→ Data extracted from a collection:
────

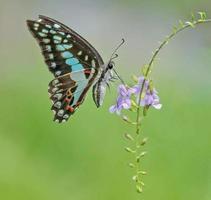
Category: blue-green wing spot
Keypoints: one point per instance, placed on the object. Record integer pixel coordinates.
(68, 56)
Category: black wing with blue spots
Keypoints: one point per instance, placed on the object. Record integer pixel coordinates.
(74, 62)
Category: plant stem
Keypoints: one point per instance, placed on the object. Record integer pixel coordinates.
(146, 76)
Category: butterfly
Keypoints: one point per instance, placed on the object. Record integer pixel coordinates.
(75, 64)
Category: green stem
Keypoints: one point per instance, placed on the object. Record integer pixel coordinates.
(146, 76)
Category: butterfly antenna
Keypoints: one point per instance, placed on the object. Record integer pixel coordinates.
(114, 55)
(119, 77)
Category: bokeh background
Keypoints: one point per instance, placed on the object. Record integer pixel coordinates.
(85, 158)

────

Your answer is the line containing "Category: plant stem" plus every line after it through the end of the entries, given again exactly and alone.

→ Response:
Category: plant stem
Keypoints: one point per instance, placed on the object. Record integer pixel coordinates.
(146, 76)
Category: butterfly
Keypoints: one point per instance, placed on the object. Record integer pixel coordinates.
(75, 64)
Category: green stem
Keypoints: one point per instance, placed on the object. Record integer pixel coordinates.
(146, 76)
Category: butterfly antenna
Keypoints: one point per instance, placed on the object. Record integer pixel coordinates.
(114, 55)
(119, 77)
Category: bokeh background
Keypoints: one point per instance, placed on the object. Record integer pixel coordinates.
(85, 158)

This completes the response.